* [EXCERPT]
Ruoqi Geng (Logistics and Operations Management, Cardiff University Business School, Cardiff, UK)
Hugo K.S. Lam (Management School, University of Liverpool, Liverpool, UK)
Mark Stevenson (Management Science, Lancaster University Management School, Lancaster University, Lancaster, UK)

International Journal of Operations & Production Management

ISSN: 0144-3577

Article publication date: 8 February 2022

Issue publication date: 10 March 2022

3730

Abstract

Purpose

There is still significant variation in firms' efforts to address modern slavery issues in supply chains despite the importance of this grand challenge. This research adopts the awareness-motivation-capability (AMC) framework to investigate AMC-related factors that help to explain this variation.

Design/methodology/approach

The authors hypothesize how AMC-related factors, including media coverage of modern slavery issues, slavery risks in supply chains and corporate sustainability performance, are related to firms' efforts to address modern slavery in supply chains. The proposed hypotheses are tested based on 201 UK firms' modern slavery statements and additional secondary data collected from Factiva, Factset Revere, The Global Slavery Index, Worldscope and Sustainalytics.

Findings

Consistent with the AMC perspective, the test results show that firms put more effort into addressing supply chain modern slavery issues when there is greater media coverage of these issues, when firms source from countries with higher slavery risks, and when firms have better corporate sustainability performance. Additional analysis further suggests that firms' financial performance is not related to their efforts to address modern slavery issues.

* [PROVIDED DATA]
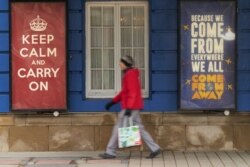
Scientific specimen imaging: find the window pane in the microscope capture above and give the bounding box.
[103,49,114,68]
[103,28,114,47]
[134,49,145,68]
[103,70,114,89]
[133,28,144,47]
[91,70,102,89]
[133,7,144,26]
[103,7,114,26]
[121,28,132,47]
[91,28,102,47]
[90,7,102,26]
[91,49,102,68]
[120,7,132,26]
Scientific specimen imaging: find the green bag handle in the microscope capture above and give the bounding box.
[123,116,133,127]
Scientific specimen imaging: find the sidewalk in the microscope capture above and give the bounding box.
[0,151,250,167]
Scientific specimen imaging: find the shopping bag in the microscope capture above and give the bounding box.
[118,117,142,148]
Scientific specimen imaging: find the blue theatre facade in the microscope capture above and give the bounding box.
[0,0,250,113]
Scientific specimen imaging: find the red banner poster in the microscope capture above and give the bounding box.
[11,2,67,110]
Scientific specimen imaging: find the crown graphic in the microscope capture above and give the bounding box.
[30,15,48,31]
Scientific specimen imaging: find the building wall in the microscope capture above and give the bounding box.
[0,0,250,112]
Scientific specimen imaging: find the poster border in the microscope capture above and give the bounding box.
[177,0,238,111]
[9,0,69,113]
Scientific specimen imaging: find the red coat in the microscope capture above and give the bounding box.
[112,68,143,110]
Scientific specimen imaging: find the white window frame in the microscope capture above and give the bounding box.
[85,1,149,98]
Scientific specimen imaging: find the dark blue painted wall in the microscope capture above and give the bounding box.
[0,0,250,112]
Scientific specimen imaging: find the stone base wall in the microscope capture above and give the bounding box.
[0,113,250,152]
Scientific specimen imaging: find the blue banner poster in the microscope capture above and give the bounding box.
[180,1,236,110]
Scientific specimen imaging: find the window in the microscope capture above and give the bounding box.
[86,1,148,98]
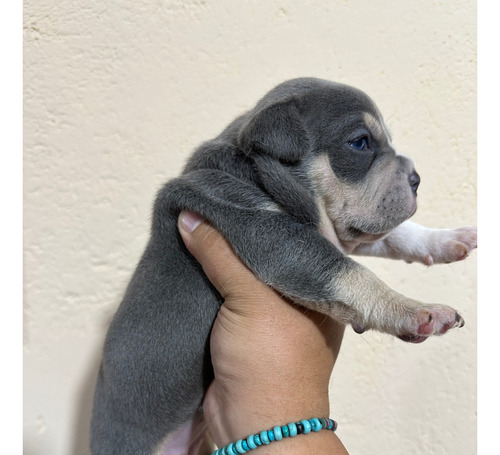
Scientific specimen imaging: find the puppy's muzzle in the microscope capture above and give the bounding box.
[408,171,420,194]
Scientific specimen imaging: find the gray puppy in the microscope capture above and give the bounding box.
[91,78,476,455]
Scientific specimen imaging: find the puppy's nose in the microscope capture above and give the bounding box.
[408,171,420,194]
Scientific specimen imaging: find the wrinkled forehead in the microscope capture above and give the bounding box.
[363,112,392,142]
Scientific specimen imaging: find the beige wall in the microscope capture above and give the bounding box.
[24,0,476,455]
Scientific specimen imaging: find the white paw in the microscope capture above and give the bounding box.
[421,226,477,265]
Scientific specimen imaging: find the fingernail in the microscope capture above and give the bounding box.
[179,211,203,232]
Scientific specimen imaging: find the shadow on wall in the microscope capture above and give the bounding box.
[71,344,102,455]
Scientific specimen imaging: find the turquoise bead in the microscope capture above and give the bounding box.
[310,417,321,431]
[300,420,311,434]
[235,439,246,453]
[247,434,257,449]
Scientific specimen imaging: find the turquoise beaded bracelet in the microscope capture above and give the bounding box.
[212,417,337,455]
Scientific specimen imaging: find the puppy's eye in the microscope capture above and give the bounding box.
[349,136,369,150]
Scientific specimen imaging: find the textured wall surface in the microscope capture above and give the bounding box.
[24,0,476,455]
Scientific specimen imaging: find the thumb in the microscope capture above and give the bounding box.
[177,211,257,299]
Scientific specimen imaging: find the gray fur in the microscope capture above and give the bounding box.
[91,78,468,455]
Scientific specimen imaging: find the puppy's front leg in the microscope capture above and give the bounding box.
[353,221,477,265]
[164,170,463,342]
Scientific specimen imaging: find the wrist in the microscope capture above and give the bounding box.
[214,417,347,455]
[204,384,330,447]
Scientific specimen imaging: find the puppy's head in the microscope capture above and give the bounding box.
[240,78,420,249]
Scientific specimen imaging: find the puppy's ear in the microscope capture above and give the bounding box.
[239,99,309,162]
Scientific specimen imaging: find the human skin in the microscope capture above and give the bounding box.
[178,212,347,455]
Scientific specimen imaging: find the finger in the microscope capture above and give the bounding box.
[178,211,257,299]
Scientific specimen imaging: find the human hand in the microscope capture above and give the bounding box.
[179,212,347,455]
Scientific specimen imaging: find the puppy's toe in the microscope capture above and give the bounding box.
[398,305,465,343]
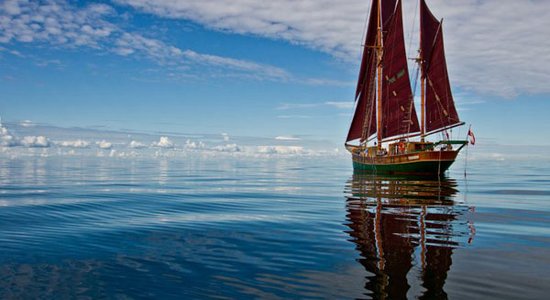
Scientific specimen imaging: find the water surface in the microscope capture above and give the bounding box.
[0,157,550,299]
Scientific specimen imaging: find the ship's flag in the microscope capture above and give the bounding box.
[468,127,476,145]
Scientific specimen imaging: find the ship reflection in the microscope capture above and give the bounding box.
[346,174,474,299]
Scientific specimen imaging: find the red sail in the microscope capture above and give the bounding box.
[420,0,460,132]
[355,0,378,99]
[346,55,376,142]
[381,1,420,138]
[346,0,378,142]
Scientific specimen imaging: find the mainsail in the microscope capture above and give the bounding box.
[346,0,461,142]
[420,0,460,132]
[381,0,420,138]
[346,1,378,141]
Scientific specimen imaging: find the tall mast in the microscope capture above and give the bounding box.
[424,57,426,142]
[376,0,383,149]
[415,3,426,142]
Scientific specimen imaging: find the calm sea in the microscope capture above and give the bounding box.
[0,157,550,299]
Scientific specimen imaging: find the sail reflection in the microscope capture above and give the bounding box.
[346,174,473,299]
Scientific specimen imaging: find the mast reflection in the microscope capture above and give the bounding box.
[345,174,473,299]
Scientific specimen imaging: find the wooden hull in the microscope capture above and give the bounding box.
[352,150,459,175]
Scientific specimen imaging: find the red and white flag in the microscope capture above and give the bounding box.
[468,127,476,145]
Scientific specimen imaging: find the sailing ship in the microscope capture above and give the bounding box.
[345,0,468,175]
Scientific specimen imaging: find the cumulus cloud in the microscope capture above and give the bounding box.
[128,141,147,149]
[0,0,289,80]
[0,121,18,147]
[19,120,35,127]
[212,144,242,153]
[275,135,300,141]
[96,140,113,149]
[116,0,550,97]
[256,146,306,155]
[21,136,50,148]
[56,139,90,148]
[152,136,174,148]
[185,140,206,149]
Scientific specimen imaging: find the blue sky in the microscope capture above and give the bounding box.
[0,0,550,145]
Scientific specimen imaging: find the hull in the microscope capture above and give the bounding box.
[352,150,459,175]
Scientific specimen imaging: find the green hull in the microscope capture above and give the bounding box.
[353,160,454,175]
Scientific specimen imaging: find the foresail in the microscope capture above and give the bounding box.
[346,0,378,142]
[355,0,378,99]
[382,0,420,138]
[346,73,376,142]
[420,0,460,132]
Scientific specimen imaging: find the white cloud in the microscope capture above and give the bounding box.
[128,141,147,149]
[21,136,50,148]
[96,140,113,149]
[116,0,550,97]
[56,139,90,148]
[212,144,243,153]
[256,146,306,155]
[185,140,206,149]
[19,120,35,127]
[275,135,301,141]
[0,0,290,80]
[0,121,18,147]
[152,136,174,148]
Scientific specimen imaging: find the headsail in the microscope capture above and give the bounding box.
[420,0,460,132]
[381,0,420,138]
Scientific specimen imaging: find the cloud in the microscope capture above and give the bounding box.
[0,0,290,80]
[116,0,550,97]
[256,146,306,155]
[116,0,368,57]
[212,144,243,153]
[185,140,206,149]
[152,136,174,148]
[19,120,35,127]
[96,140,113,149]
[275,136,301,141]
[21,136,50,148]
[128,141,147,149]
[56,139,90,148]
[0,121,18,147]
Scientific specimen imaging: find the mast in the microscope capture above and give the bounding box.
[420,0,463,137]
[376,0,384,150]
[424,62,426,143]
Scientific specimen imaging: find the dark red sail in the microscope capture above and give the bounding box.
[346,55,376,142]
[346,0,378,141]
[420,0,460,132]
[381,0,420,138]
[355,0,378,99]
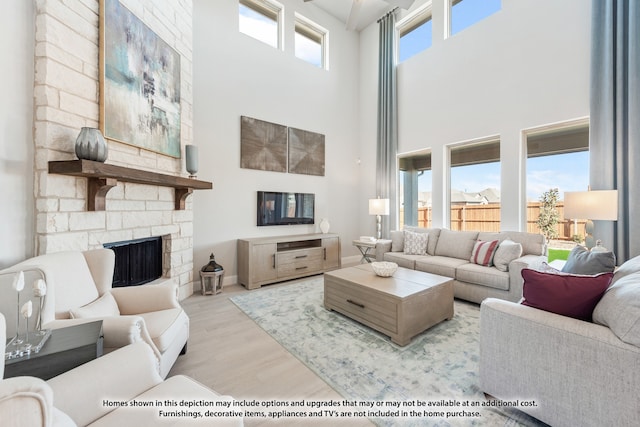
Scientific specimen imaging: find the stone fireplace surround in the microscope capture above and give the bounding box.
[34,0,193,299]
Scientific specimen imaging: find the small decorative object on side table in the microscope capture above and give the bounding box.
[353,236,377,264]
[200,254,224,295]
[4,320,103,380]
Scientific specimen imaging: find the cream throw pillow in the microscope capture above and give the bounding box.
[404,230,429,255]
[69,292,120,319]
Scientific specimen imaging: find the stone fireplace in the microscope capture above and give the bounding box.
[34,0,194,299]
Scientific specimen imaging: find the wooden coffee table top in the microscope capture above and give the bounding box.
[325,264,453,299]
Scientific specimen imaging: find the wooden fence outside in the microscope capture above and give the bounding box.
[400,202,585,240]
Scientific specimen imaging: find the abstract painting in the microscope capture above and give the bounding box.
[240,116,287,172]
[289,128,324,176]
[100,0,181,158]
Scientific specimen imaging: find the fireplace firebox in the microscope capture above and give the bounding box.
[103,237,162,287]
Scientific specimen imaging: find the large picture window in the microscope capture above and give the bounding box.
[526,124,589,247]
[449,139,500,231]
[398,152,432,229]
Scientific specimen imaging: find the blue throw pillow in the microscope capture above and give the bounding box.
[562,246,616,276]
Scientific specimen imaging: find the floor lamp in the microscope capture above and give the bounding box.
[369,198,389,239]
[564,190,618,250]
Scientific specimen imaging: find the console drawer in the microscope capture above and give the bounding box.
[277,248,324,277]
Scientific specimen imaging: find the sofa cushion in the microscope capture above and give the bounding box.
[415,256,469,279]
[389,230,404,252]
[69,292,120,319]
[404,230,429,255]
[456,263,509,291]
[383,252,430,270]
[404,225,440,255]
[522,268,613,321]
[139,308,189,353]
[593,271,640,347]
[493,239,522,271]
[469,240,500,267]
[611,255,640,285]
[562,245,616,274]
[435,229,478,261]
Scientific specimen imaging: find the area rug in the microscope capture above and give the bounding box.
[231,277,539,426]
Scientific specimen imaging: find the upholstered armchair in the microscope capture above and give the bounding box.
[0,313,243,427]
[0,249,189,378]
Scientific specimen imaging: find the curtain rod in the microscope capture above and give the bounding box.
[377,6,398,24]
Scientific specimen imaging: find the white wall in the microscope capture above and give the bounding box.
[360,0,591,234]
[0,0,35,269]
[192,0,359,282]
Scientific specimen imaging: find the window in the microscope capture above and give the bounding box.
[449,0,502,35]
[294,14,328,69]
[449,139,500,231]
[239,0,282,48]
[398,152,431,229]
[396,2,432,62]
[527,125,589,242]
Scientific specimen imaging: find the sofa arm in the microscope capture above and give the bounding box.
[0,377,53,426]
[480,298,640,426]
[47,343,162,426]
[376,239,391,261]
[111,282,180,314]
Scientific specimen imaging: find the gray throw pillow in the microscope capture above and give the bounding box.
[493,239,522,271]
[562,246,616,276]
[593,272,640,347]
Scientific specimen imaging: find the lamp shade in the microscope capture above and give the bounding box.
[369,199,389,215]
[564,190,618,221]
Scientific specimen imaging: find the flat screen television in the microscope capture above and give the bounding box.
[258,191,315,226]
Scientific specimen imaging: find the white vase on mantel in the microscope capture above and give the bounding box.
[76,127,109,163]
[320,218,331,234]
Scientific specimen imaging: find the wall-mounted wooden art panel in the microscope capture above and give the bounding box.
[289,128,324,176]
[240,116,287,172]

* [REQUIRED TASK]
Reproduce everything from "Ruoqi Geng (Logistics" down to "University, Lancaster, UK)" in the excerpt on modern slavery in supply chains. The entries are irrelevant to this work.

* [EXPECTED ANSWER]
Ruoqi Geng (Logistics and Operations Management, Cardiff University Business School, Cardiff, UK)
Hugo K.S. Lam (Management School, University of Liverpool, Liverpool, UK)
Mark Stevenson (Management Science, Lancaster University Management School, Lancaster University, Lancaster, UK)